Source:

※

Transcript Slides

PROBABILISTICALLY BOUNDED STALENESS
FOR PRACTICAL PARTIAL QUORUMS
PETER BAILIS, SHIVARAM VENKATARAMAN, MICHEAL J. FRANKLIN, JOSEPH M. HELLERSTEIN, ION STOICA
Data store replication results in a fundamental trade-off between operation latency and data consistency. In this paper,
we examine this trade-off in the context of quorum-replicated data stores. Under partial, or non-strict quorum
replication, a data store waits for responses from a subset of replicas before answering a query, without guaranteeing
that read and write replica sets intersect. As deployed in practice, these configurations provide only basic eventual
consistency guarantees, with no limit to the recency of data returned. However, anecdotally, partial quorums are often
“good enough” for practitioners given their latency benefits. In this work, we explain why partial quorums are regularly
acceptable in practice, analyzing both the staleness of data they return and the latency benefits they offer. We
introduce Probabilistically Bounded Staleness (PBS) consistency, which provides expected bounds on staleness with
respect to both versions and wall clock time. We derive a closed-form solution for versioned staleness as well as model
real-time staleness for representative Dynamo-style systems under internet-scale production workloads. Using PBS, we
measure the latency-consistency trade-off for partial quorum systems. We quantitatively demonstrate how eventually
consistent systems frequently return consistent data within tens of milliseconds while offering significant latency benefits.

※

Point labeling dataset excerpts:

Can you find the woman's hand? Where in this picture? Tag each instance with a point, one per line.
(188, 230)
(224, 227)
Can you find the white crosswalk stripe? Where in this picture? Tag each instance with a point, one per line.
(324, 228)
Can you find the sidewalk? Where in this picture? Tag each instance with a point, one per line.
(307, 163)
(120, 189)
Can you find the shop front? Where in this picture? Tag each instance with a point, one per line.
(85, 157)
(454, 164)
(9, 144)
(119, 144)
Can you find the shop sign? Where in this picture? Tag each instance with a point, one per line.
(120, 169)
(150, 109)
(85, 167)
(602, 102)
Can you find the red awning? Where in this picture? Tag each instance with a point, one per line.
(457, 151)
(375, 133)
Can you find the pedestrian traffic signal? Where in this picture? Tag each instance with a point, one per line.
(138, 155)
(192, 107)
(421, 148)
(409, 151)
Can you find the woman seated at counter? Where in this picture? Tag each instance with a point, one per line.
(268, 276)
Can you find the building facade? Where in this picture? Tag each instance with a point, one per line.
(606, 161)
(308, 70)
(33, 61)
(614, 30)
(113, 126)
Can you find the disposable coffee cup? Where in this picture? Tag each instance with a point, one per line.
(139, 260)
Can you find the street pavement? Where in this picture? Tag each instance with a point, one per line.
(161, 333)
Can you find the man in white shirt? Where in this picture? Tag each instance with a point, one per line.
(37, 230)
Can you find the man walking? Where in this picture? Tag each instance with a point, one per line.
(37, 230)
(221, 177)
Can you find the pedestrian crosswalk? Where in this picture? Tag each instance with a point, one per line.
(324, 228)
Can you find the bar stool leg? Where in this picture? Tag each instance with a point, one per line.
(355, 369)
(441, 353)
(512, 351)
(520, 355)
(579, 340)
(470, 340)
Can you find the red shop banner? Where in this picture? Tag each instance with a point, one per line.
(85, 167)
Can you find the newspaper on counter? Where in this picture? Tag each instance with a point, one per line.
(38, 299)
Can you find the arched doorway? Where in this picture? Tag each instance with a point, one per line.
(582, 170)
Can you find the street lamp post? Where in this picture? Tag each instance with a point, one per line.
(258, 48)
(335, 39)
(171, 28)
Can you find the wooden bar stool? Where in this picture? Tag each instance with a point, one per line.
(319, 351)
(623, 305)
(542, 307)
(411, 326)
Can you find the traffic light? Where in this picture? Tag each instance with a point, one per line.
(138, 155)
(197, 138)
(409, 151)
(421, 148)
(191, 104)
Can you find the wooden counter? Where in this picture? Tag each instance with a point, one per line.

※

The exercise: In the abstract on partial quorums, what does Probabilistically Bounded Staleness (PBS) consistency provide?

Response to the exercise: It provides expected bounds on staleness with respect to both versions and wall clock time.